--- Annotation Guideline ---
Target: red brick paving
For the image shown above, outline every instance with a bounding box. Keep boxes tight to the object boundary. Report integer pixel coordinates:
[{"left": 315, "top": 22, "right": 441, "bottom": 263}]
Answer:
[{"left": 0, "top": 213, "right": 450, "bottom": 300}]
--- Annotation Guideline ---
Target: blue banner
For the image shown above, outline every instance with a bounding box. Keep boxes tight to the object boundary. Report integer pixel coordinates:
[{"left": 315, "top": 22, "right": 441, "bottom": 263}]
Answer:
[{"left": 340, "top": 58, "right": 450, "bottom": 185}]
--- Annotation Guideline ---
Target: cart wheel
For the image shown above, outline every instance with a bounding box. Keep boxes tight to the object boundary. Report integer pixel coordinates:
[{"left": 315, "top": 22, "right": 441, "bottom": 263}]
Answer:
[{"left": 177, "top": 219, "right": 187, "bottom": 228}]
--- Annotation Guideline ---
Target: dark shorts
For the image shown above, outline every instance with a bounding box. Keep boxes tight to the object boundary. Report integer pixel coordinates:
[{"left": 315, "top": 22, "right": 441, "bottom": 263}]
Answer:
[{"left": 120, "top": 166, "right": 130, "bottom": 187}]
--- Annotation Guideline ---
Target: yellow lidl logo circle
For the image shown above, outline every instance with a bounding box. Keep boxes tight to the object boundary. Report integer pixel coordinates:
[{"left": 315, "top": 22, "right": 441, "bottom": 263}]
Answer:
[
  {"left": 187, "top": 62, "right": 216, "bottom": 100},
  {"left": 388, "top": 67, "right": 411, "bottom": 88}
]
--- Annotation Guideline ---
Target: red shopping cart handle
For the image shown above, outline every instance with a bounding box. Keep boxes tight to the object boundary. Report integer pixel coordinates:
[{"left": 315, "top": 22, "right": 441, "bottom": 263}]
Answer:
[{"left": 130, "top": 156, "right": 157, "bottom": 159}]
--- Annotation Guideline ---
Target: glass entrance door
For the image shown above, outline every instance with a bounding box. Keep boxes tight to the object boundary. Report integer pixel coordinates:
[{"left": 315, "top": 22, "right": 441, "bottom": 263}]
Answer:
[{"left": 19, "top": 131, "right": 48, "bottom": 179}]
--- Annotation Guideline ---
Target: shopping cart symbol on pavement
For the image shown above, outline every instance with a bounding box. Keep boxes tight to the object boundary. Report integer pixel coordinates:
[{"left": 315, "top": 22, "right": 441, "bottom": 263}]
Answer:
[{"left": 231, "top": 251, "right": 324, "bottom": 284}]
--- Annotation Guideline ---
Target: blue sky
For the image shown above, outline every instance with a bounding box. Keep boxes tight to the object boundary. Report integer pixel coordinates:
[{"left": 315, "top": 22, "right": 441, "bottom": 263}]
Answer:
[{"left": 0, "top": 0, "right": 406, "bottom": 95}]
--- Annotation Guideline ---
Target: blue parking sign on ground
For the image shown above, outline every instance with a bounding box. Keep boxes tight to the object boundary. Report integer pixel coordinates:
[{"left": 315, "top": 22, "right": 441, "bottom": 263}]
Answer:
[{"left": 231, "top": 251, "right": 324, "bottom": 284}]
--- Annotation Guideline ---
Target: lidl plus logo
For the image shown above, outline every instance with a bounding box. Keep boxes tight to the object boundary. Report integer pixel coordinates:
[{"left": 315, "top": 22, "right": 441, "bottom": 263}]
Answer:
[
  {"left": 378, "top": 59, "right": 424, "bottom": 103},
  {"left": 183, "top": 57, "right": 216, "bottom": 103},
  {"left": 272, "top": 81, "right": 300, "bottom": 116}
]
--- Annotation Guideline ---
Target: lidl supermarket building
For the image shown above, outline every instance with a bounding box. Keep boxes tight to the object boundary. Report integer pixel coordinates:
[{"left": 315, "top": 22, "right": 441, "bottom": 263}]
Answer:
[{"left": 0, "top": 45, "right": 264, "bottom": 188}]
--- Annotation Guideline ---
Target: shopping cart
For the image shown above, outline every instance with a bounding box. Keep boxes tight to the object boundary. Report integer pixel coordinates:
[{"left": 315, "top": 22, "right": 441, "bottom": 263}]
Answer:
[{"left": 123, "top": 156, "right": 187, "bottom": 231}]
* * * * * * *
WRITTEN EXERCISE:
Copy out every line in the records above that contains the word "blue". Case counts.

THE RESULT:
Target: blue banner
Target: blue sky
Target: blue parking sign on ground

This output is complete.